What to do →
- A) In the migraine piece, copy the part from "Migraines! Yuck! Just" up to and including "these excruciating headaches.", swapping "excruciating" for "agonizing".
- B) Pick up the migraine piece after its last sentence and keep writing it.

Excerpted passage →
Migraines! Yuck! Just hearing the word makes my head hurt. As a sufferer of migraines from as far back as I can remember, I know what it’s like to lose hours and days from your life due to these excruciating headaches.
My migraines follow the typical pattern of classic migraines- first a feeling that something is just not right, as slowly I become aware of a disturbance in my field of vision, usually in one eye. After 5 to 10 minutes, the disturbance, or “aura”, gradually goes away and the actual pain of the headache begins. In my case, the eye with the aura is not the one that hurts, but the opposite eye will feel as if someone is sticking a red, hot poker in it!
My migraines in my younger years were definitely tied to my menstrual cycle, usually occurring about a week before I started my period. Unfortunately, I experienced early menopause and with the consequent erratic hormone fluctuations, I began having migraines one after another. I discovered though, that there were other factors bringing on these terrible headaches, as I still continued to have them, even when I no longer had those pesky periods to worry about.
Triggers can be as varied as the women who are plagued by these headaches, but for me, personally, the common ones that I had to be constantly aware of consisted of caffeine, alcohol, lack of sleep, stress, sunlight, exercise and even the barometric pressure changing.
Often, one warning sign was sinus congestion and scientists seem unsure whether the congestion brings on the migraine, or whether the migraine initiates the congestion. Regardless, I found that if I took an antihistamine on days when I felt that funny feeling, I can only describe as “migrainy”, (Yes, it’s a made-up word but if Sarah Palin can do it, why can’t I?) then often the headache would not develop.
For years after my periods ceased I still continued to have migraines, although they did seem a bit better. I was diagnosed three years ago with wheat and gluten intolerance. The interesting thing I discovered is that my migraines have improved considerably by following a gluten free diet. I can now go months without experiencing one, which is a good thing because the older I get, the less I want to waste another day in pain.
There are many medications out to help prevent and treat migraines. More natural therapies include the use of herbs, such as feverfew and also hormonal therapies, for migraines originating from hormone fluctuations. And I never go out in the sunshine without a good pair of sunglasses, as sunlight will definitely trigger a headache.
I try to live a holistic lifestyle and do not like to take medication if a more natural alternative is available. So other than the occasional antihistamine I mentioned earlier, medication hasn’t been an option I was comfortable with. I have found some therapies that help, but the problem is they aren’t very feasible if you are at work. In fact, some of these alternative therapies might get you fired, but if you are home when a headache strikes, perhaps they will provide you with some relief, also.

Dataset entries →
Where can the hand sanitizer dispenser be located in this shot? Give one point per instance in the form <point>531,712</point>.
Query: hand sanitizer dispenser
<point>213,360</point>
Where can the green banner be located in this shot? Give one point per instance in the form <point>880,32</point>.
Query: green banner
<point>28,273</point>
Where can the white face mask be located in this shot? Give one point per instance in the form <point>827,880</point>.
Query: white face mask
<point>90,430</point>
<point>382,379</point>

Responses in order →
- A)
Migraines! Yuck! Just hearing the word makes my head hurt. As a sufferer of migraines from as far back as I can remember, I know what it’s like to lose hours and days from your life due to these agonizing headaches.

- B)
The first thing to do is run a hot bath and put some ice in a plastic food storage bag. I wrap the ice pack in a washcloth and lay it across my forehead. Use one that is large enough to allow the cold to wrap around your temples. Then place the rest of your body, including your hands, in the warm water. I believe what happens is the ice constricts the dilated blood vessels in your brain that are causing the headache and resultant pain, while the warm water increases the blood flow to the rest of your body.
Recently, I discovered that taking deep breaths helps the headache to recede and seems to reduce the severity. If I had not taken an antihistamine before, I try to do so before I get in the warm bath. Although, I usually still feel some pain, these steps definitely help with the discomfort and keep the migraine from becoming so bad I want to crawl into bed like a wounded pup that has had a run-in with a porcupine. Speaking of crawling into bed…
There is one other therapy that you probably won’t read about in a medical journal but I have heard on good authority works wonders with the pain, experiencing an orgasm! I don’t know what the scientific basis for this is, but considering the agony of migraines, anything is worth a try. How you manage this therapy is your business!
I have found a wonderful website www.womentowomen.com that is a treasure trove of information for this and other topics and for the various therapies I’ve described, (yes, ALL of them), so feel free to do a little research on your own.
Seriously, though, migraines are not a joking matter. Try to eat right, exercise and get plenty of sleep and if you find you need more help to deal with these debilitating headaches, talk to your doctor. They can be a sign of a more serious disease.